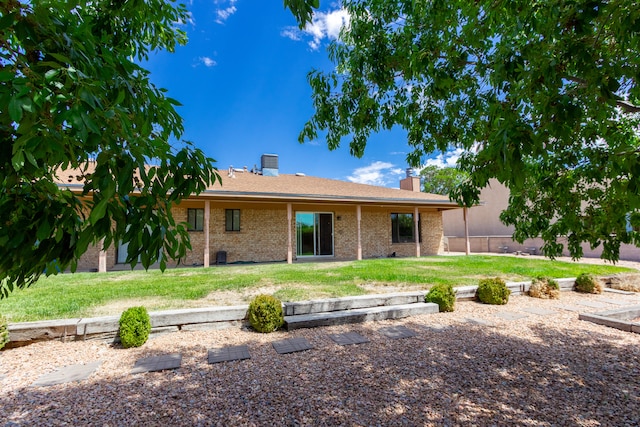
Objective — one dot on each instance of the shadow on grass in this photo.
(461, 375)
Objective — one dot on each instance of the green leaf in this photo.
(51, 74)
(18, 160)
(98, 212)
(15, 110)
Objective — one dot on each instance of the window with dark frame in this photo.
(232, 221)
(402, 228)
(195, 218)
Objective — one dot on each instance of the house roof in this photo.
(246, 186)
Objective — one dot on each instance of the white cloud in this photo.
(323, 26)
(377, 173)
(223, 13)
(445, 160)
(206, 61)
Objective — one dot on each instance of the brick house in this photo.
(267, 216)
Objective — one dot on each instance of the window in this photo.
(402, 228)
(232, 222)
(195, 218)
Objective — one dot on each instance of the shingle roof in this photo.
(295, 188)
(245, 185)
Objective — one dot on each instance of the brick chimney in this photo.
(411, 183)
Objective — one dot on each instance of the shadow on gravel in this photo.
(457, 376)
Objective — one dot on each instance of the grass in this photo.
(78, 295)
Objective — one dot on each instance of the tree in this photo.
(443, 181)
(73, 96)
(541, 95)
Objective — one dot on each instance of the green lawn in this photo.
(81, 294)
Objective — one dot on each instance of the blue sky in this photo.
(242, 81)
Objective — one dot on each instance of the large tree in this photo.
(442, 180)
(73, 96)
(541, 95)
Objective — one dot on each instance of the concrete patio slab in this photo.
(157, 363)
(291, 345)
(67, 374)
(539, 311)
(228, 354)
(348, 338)
(397, 332)
(510, 315)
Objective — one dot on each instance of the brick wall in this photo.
(263, 235)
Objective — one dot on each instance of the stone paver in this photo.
(157, 363)
(348, 338)
(479, 322)
(539, 311)
(571, 308)
(510, 315)
(291, 345)
(616, 301)
(397, 332)
(592, 304)
(67, 374)
(228, 354)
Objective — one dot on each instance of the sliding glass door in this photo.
(314, 234)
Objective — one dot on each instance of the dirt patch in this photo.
(383, 288)
(626, 282)
(114, 308)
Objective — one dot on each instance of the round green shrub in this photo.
(443, 295)
(135, 326)
(545, 288)
(265, 313)
(4, 332)
(588, 284)
(493, 291)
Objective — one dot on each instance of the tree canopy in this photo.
(442, 180)
(73, 96)
(541, 95)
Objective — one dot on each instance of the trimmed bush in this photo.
(626, 282)
(545, 288)
(135, 326)
(588, 284)
(4, 332)
(493, 291)
(443, 295)
(265, 313)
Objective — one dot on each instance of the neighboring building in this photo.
(266, 216)
(488, 234)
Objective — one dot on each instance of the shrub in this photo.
(265, 313)
(588, 284)
(545, 288)
(135, 326)
(493, 291)
(4, 332)
(443, 295)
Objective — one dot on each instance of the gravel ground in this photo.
(537, 371)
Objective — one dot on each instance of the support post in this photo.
(102, 258)
(207, 219)
(416, 230)
(289, 244)
(359, 236)
(467, 245)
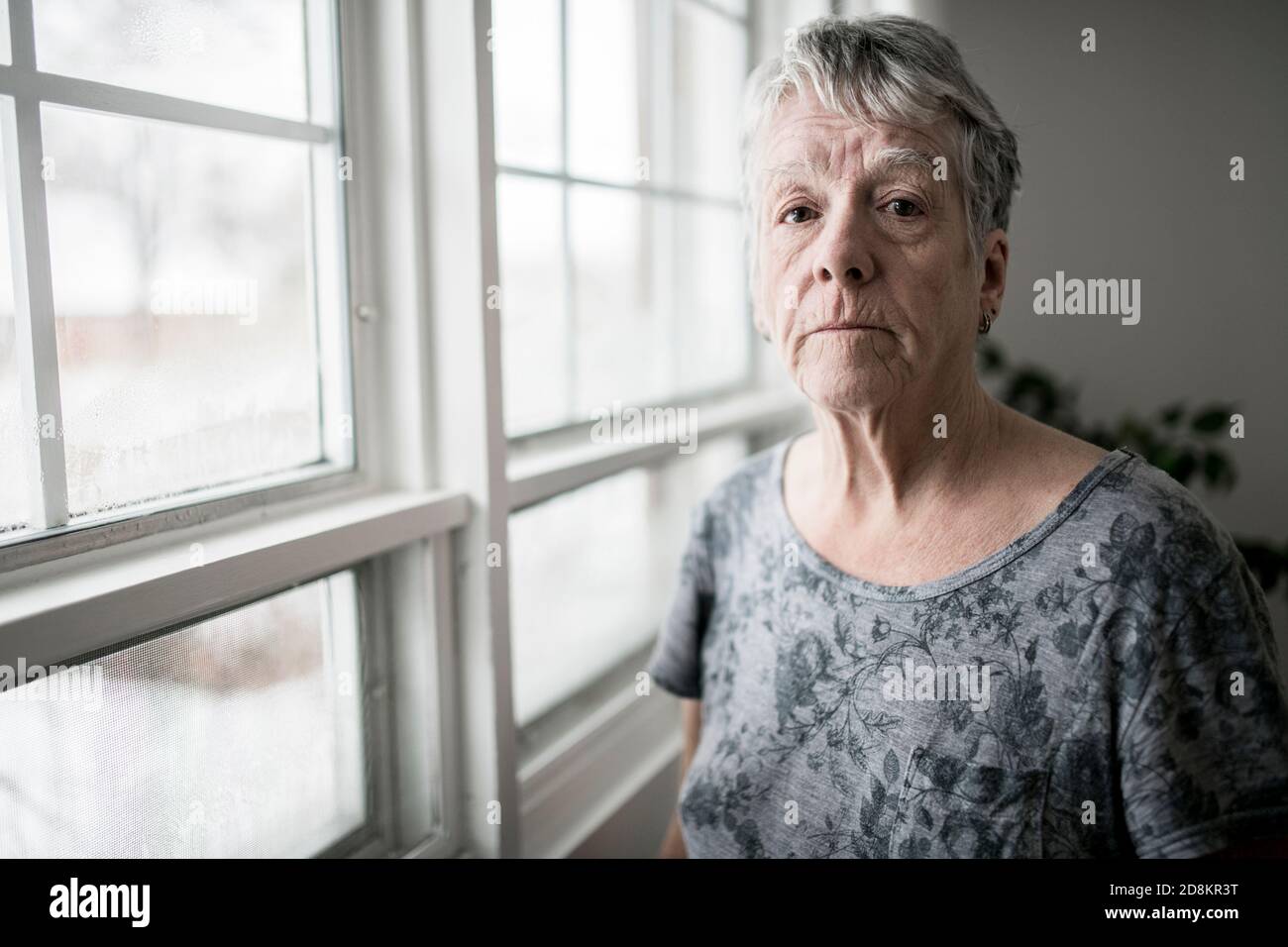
===
• _What you will do_:
Add -71 to every coordinate in the answers and write out again the items from the line with "Objective — one dot on each instance of the gravel" through the end of the items, requests included. Leave the pictures out.

• _Correct result_:
Objective — one dot on each instance of the gravel ground in this photo.
(466, 300)
Objective — one dot on each instance of the support post in this photo.
(31, 187)
(136, 148)
(345, 159)
(218, 173)
(288, 165)
(396, 174)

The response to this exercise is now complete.